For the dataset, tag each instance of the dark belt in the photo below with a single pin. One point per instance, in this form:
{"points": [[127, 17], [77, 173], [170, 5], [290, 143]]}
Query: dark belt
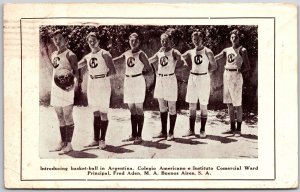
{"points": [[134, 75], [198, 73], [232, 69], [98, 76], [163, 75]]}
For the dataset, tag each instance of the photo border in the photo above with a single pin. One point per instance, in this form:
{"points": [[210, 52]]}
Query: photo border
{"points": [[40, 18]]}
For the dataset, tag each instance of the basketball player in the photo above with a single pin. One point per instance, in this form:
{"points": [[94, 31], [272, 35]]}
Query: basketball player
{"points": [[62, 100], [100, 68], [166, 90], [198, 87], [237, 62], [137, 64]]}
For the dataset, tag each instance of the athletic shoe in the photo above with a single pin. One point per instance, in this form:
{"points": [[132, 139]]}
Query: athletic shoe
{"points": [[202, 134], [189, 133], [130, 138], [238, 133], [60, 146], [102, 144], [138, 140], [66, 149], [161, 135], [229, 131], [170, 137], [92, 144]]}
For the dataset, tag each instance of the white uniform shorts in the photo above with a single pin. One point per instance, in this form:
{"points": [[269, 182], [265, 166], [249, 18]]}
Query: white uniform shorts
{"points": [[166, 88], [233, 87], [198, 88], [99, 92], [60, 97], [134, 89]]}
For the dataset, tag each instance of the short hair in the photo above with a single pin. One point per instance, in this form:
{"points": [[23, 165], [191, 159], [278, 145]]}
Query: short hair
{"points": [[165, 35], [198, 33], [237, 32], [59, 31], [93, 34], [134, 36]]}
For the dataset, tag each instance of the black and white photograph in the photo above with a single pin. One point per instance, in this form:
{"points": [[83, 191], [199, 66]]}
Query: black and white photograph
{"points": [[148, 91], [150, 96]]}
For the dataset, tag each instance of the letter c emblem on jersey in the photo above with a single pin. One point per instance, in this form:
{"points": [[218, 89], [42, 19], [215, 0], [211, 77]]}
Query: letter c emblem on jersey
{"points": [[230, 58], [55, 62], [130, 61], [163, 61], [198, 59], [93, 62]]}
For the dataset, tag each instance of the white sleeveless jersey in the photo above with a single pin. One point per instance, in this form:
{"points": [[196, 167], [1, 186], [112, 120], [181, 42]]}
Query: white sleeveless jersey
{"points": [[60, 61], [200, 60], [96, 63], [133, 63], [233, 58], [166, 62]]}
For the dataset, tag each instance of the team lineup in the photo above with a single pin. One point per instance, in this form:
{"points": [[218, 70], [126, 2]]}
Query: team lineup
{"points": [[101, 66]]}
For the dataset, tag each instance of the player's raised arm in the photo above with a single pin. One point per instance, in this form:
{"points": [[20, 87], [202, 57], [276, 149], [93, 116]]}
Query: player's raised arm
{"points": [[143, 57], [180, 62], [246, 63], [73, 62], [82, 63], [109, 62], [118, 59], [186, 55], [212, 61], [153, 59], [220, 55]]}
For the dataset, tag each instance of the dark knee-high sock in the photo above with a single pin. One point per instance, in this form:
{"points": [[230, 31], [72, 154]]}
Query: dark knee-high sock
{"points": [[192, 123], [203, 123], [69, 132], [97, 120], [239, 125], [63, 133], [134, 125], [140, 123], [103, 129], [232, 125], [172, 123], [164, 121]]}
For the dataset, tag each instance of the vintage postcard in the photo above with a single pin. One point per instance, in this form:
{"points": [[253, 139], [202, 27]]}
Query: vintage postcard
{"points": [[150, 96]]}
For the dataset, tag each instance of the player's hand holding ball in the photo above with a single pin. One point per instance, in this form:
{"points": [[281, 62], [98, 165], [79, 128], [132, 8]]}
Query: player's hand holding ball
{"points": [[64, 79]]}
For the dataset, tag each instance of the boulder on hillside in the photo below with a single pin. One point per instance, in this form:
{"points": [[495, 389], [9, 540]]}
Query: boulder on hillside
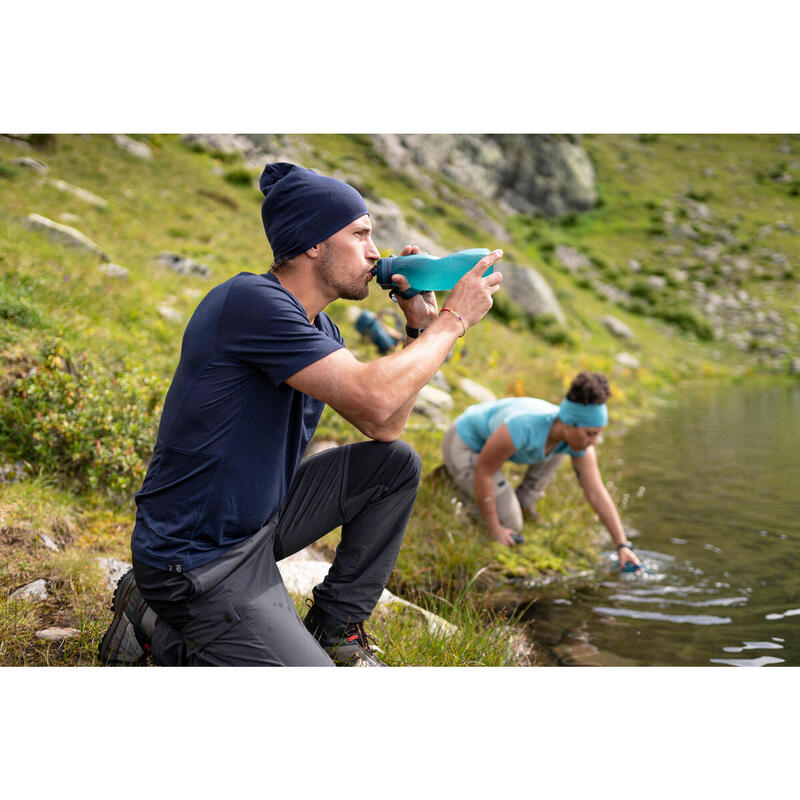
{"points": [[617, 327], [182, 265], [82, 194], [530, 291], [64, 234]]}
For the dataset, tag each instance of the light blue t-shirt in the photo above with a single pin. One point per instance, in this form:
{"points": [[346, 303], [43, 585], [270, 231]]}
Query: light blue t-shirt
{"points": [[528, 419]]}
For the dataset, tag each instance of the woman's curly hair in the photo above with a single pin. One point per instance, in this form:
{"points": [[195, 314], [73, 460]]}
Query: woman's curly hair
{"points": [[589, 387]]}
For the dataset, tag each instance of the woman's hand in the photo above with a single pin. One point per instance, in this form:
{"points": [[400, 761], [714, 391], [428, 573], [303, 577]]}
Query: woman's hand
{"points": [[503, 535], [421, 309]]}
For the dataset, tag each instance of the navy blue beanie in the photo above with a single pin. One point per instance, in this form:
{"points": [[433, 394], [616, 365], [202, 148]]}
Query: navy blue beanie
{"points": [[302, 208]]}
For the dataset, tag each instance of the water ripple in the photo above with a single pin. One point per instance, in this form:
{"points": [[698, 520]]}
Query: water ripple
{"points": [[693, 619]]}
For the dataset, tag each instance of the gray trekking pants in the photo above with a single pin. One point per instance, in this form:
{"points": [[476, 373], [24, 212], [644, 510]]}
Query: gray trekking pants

────

Give back, unchanged, the run of lines in the listing above that begins at the line containing "Query: white uniform shorts" and ends at the line containing "For the dataset, tag each instance of the black", both included.

### EXPECTED ANSWER
Query: white uniform shorts
{"points": [[166, 88], [233, 87], [198, 88], [99, 92], [60, 97], [134, 89]]}
For the dataset, tag each instance of the short hair in the photo above with a single pin. One point per instance, in this form:
{"points": [[23, 165], [191, 159], [278, 145]]}
Query: short hair
{"points": [[165, 35], [198, 33], [237, 32], [59, 31], [93, 34], [134, 36]]}
For the dataset, tag each instance of the black and white photograph in the photo above with a single pin. One point per instance, in this form:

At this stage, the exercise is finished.